• EXTRAIT SOURCE
-.-.-
MARCHE DU FFS A TIZI-OUZOU

La venue d’une commission d’enquête internationale relancée

Le Soir d’Algérie, 11 novembre 2006

La marche nationale organisée par le FFS, jeudi dernier, à Tizi-Ouzou a été placée sous le signe “du deuil”, un clin d’œil, un hommage à la mémoire du P/APW, Rabah Aïssat, dans sa commune natale, il y a près d’un mois et “de l’espoir démocratique.” Une formulation et un mot d’ordre à travers lesquels Aït Ahmed et le FFS entendent réaffirmer leurs desiderata et prises de position par rapport à la question et à la crise politique de l’heure.
-.-.-
• ENTRÉES FOURNIES
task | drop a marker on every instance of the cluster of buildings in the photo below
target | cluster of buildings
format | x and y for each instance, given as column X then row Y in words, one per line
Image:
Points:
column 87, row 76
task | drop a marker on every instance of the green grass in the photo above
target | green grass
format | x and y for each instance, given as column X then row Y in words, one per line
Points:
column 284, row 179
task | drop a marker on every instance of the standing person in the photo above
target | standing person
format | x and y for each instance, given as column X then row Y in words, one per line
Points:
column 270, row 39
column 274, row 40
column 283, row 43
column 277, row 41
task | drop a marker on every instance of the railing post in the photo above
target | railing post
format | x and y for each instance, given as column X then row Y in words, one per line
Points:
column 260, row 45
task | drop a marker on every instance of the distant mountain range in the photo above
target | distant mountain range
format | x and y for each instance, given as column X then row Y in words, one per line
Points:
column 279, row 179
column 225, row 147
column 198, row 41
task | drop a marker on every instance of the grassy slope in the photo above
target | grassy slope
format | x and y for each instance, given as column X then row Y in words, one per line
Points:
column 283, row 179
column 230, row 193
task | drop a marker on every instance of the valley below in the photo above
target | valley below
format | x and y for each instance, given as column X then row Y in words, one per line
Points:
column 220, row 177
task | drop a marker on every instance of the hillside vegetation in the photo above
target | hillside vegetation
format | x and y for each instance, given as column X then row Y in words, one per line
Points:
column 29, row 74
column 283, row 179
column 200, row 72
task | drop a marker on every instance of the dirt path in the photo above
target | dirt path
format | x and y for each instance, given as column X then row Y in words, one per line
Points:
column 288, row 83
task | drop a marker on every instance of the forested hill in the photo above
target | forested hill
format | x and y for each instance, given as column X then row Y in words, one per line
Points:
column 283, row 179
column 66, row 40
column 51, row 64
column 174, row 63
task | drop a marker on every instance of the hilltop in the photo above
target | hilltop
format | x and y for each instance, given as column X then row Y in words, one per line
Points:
-.-.-
• CONSIGNE A
Résumez en deux phrases l'article sur la marche du FFS à Tizi-Ouzou.
• CONSIGNE B
Dans les entrées, réécrivez les lignes allant de celle qui contient « task | drop a marker on every instance of the dirt » jusqu'à celle qui contient « column 288, row 83 » incluse, en substituant « gravel path » à « dirt path » et sans rien modifier d'autre.
Le texte et les entrées n'ont pas la même origine.

• RÉPONSE A
Jeudi dernier, le FFS a organisé à Tizi-Ouzou une marche nationale placée sous le signe « du deuil » et « de l'espoir démocratique », en hommage à la mémoire du P/APW Rabah Aïssat. Par ce mot d'ordre, Aït Ahmed et le FFS entendent réaffirmer leurs desiderata et leurs prises de position face à la crise politique de l'heure.

• RÉPONSE B
task | drop a marker on every instance of the gravel path in the photo above
target | gravel path
format | x and y for each instance, given as column X then row Y in words, one per line
Points:
column 288, row 83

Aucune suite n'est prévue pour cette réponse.